-- start of Provided text --

After reading this chapter you should be able to:

  • ☑appreciate the need for leadership within library and information services

  • ☑understand the relationship between management and leadership

  • ☑engage in the debate about the link between leadership and change

  • ☑engage in the debate surrounding the state of leadership within the library and information profession

  • ☑understand the underpinning philosophy of this book and how the different chapters and elements interconnect

  • ☑begin to consider the approaches and challenges to ‘self leadership’ and managing yourself.

  • Introduction

    This chapter provides orientation both to the book and to the concept and challenges of leadership. It will discuss issues such as the importance of leadership for information services of all types, provide an overview of the key theories surrounding the relationship between management and leadership, and explore the link between leadership and the imperative for change within organizations. The chapter then discusses the challenges for leadership within library and information services across the sectors and globally, drawing on theory, literature and practice, with illustrative scenarios. The next section provides an insight into the underpinning philosophy of this book and our approach to considering leadership for 21st-century information services; this signposts themes in future chapters and interlinks topics in a holistic way. Finally, the chapter highlights the critical importance of ‘self-leadership’, which is a recurrent theme. We hope this will initiate or strengthen the self-reflection that is required by all leaders at whatever stage of their career and personal and professional development.

-- end of Provided text --

Goals:
A: According to the chapter introduction, what does the chapter highlight last?
B: Swap "debate" for "discussion" and write out the chapter text from "After reading this" to "and managing yourself.".
C: List every learning outcome the chapter text says a reader should achieve after reading the chapter.
The data has no connection to the chapter text.

-- start of Entries supplied --

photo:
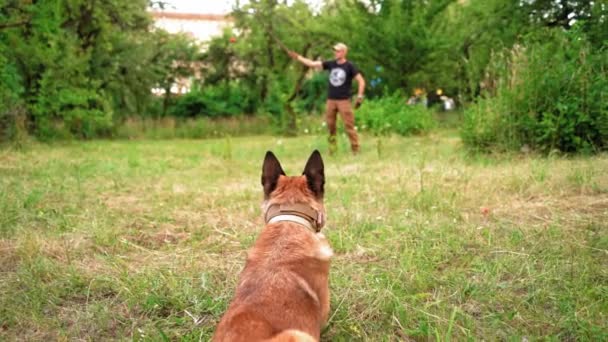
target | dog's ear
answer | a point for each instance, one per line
(271, 170)
(315, 174)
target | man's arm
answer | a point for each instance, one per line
(308, 62)
(361, 84)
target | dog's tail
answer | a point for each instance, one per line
(292, 336)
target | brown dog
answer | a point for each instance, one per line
(283, 291)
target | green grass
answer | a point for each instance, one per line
(144, 240)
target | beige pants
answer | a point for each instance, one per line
(346, 112)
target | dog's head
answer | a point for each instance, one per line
(297, 193)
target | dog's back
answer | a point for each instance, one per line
(283, 291)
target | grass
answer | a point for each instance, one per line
(144, 240)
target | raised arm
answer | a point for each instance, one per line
(308, 62)
(361, 84)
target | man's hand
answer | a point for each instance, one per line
(293, 54)
(358, 102)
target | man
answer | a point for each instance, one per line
(341, 74)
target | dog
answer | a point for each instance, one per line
(283, 290)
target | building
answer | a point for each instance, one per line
(201, 27)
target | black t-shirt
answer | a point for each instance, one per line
(340, 79)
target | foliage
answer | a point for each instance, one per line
(391, 114)
(227, 99)
(550, 95)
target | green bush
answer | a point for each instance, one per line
(220, 100)
(391, 114)
(550, 94)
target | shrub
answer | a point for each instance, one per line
(391, 114)
(551, 94)
(214, 101)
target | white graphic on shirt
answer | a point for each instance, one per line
(337, 77)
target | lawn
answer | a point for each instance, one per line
(144, 240)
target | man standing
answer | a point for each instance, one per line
(341, 74)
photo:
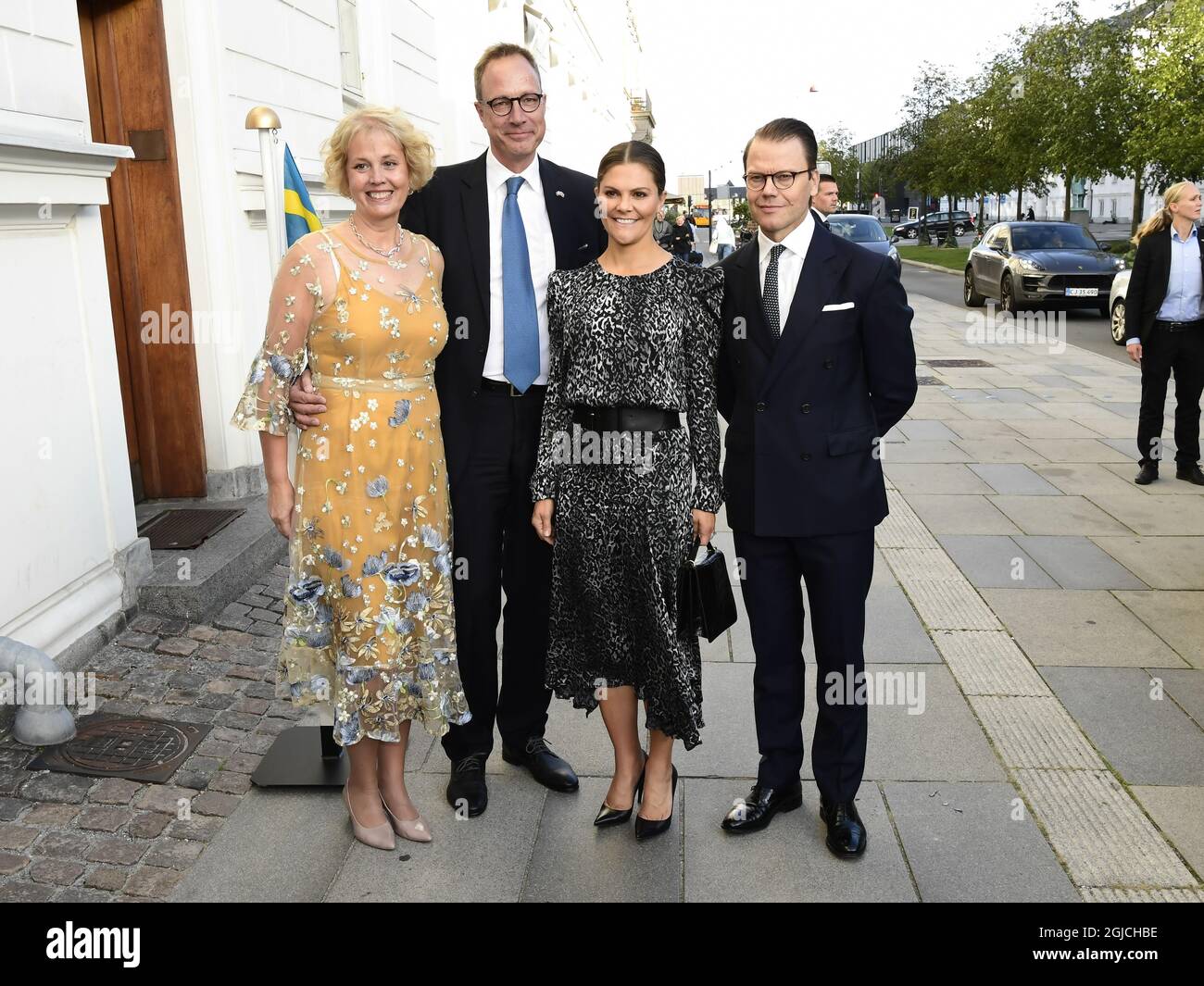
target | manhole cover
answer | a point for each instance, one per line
(184, 529)
(123, 746)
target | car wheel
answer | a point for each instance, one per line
(1119, 321)
(1007, 295)
(970, 293)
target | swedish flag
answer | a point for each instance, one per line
(299, 215)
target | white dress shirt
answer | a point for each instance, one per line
(790, 261)
(541, 251)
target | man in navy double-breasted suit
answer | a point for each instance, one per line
(817, 365)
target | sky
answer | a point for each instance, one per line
(859, 56)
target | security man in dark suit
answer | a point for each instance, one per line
(504, 221)
(1164, 324)
(817, 365)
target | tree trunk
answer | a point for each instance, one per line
(1138, 205)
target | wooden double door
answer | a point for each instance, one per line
(129, 100)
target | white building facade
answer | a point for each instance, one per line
(107, 245)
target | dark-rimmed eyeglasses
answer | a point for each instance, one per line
(504, 105)
(782, 180)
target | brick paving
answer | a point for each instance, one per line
(70, 838)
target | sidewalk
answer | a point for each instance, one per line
(1050, 608)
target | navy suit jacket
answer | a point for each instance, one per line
(806, 414)
(1150, 281)
(453, 211)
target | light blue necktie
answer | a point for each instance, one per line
(520, 320)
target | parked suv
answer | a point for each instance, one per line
(937, 224)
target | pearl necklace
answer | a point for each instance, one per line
(385, 255)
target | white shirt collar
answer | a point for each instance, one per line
(797, 243)
(496, 172)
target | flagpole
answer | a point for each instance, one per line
(268, 123)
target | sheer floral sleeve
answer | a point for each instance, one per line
(296, 300)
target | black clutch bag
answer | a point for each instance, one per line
(706, 604)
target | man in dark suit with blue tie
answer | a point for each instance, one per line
(817, 365)
(504, 221)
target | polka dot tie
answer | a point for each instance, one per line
(770, 293)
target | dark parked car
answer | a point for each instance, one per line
(865, 231)
(1048, 264)
(937, 224)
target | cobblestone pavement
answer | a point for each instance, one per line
(76, 838)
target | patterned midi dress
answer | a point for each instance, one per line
(369, 620)
(624, 526)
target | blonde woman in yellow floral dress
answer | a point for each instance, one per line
(369, 620)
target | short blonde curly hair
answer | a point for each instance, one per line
(414, 144)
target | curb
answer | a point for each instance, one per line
(930, 267)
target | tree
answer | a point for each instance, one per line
(1074, 79)
(1004, 121)
(1164, 140)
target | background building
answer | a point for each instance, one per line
(132, 236)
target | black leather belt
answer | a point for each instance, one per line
(507, 388)
(625, 418)
(1180, 327)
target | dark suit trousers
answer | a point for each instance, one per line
(837, 569)
(1184, 354)
(493, 533)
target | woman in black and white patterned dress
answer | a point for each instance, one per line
(634, 337)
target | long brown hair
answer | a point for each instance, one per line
(1163, 217)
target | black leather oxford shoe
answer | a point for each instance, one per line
(847, 836)
(762, 803)
(545, 766)
(466, 786)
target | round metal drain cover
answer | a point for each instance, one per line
(125, 744)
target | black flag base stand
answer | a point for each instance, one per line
(305, 756)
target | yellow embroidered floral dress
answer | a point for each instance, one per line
(369, 620)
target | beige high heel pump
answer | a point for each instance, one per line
(416, 830)
(377, 836)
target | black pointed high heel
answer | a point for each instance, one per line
(608, 815)
(646, 828)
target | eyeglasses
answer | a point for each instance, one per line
(781, 179)
(504, 105)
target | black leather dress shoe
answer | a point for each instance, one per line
(847, 836)
(545, 766)
(466, 786)
(762, 803)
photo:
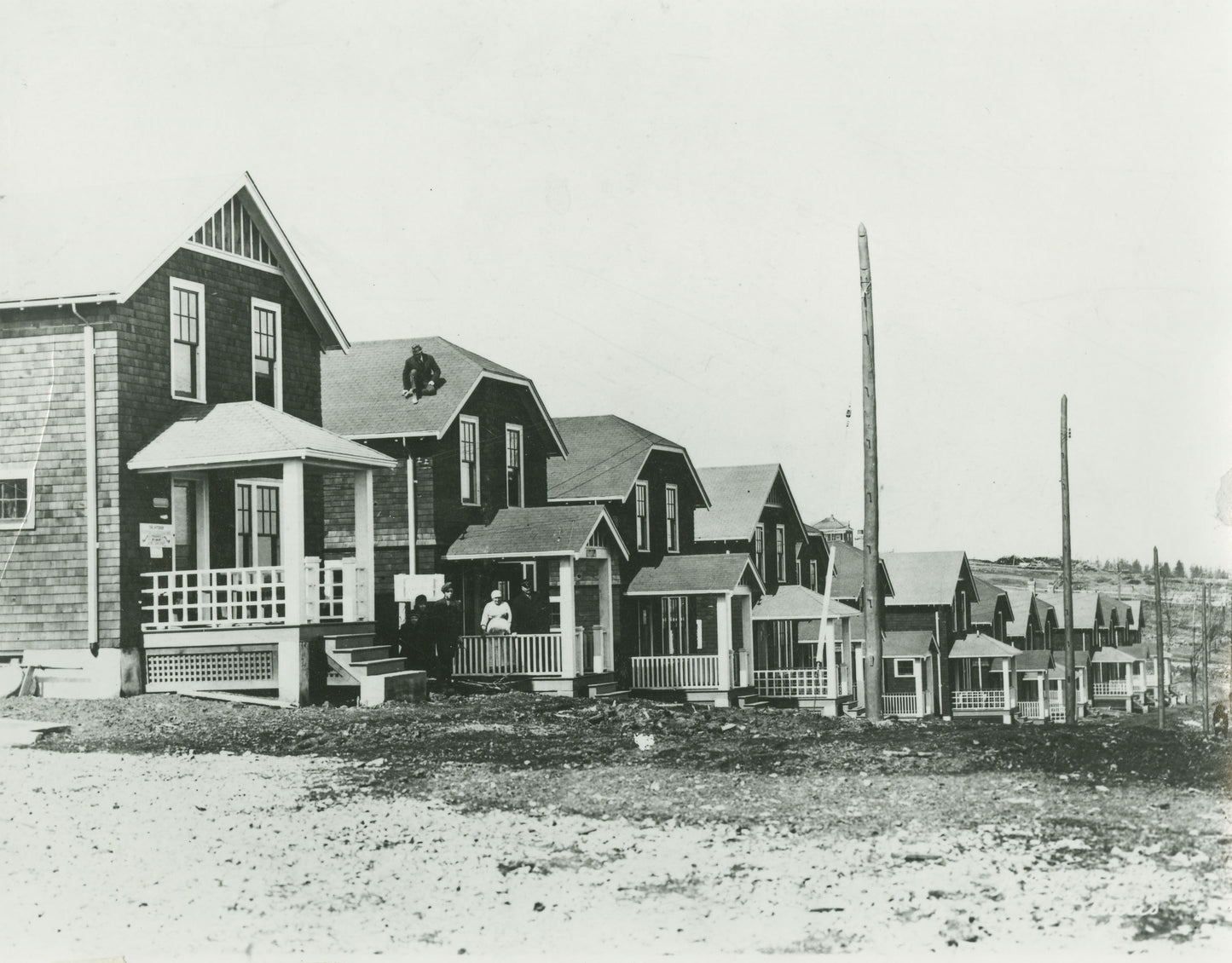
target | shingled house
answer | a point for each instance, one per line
(163, 454)
(470, 503)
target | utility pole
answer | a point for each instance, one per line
(1160, 691)
(1067, 567)
(872, 680)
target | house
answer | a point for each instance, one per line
(468, 503)
(164, 454)
(993, 614)
(933, 591)
(651, 489)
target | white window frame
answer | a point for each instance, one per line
(521, 464)
(277, 346)
(179, 284)
(673, 521)
(642, 519)
(478, 486)
(20, 472)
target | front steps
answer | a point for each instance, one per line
(381, 677)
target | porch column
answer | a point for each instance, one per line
(365, 550)
(723, 616)
(568, 617)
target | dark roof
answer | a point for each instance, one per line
(694, 574)
(606, 454)
(738, 494)
(248, 432)
(552, 530)
(908, 644)
(925, 578)
(362, 390)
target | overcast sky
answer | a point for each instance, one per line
(651, 210)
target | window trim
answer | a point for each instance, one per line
(277, 346)
(470, 420)
(521, 464)
(673, 521)
(200, 291)
(642, 520)
(15, 472)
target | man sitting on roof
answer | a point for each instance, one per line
(420, 375)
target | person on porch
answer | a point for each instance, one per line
(420, 375)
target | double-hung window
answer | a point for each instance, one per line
(266, 350)
(514, 482)
(188, 340)
(672, 498)
(16, 495)
(642, 511)
(468, 456)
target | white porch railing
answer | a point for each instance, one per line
(979, 699)
(790, 683)
(675, 672)
(899, 703)
(500, 655)
(335, 591)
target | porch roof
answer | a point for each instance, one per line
(913, 644)
(797, 603)
(979, 645)
(539, 532)
(248, 432)
(714, 574)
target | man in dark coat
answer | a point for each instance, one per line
(420, 375)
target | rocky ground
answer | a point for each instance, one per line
(547, 829)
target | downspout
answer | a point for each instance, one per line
(91, 486)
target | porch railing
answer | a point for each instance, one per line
(790, 683)
(901, 703)
(518, 654)
(972, 700)
(675, 672)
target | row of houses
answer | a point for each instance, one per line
(204, 486)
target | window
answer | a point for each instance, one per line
(514, 484)
(266, 364)
(16, 495)
(672, 498)
(468, 446)
(188, 340)
(642, 506)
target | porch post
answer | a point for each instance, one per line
(568, 617)
(365, 550)
(723, 616)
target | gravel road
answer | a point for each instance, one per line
(153, 857)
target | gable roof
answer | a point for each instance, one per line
(362, 392)
(101, 244)
(695, 575)
(552, 530)
(738, 494)
(606, 456)
(248, 432)
(927, 578)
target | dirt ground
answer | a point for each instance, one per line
(523, 825)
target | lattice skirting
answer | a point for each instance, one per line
(169, 672)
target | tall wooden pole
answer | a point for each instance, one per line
(1067, 568)
(1160, 691)
(872, 677)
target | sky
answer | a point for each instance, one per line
(651, 208)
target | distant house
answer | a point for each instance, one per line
(164, 453)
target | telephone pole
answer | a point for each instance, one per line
(872, 681)
(1067, 568)
(1160, 691)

-- end of Entries supplied --

Responses for each task:
A: It highlights the critical importance of ‘self-leadership’, which is a recurrent theme.

B:
After reading this chapter you should be able to:

  • ☑appreciate the need for leadership within library and information services

  • ☑understand the relationship between management and leadership

  • ☑engage in the discussion about the link between leadership and change

  • ☑engage in the discussion surrounding the state of leadership within the library and information profession

  • ☑understand the underpinning philosophy of this book and how the different chapters and elements interconnect

  • ☑begin to consider the approaches and challenges to ‘self leadership’ and managing yourself.

C:
- appreciate the need for leadership within library and information services
- understand the relationship between management and leadership
- engage in the debate about the link between leadership and change
- engage in the debate surrounding the state of leadership within the library and information profession
- understand the underpinning philosophy of this book and how the different chapters and elements interconnect
- begin to consider the approaches and challenges to ‘self leadership’ and managing yourself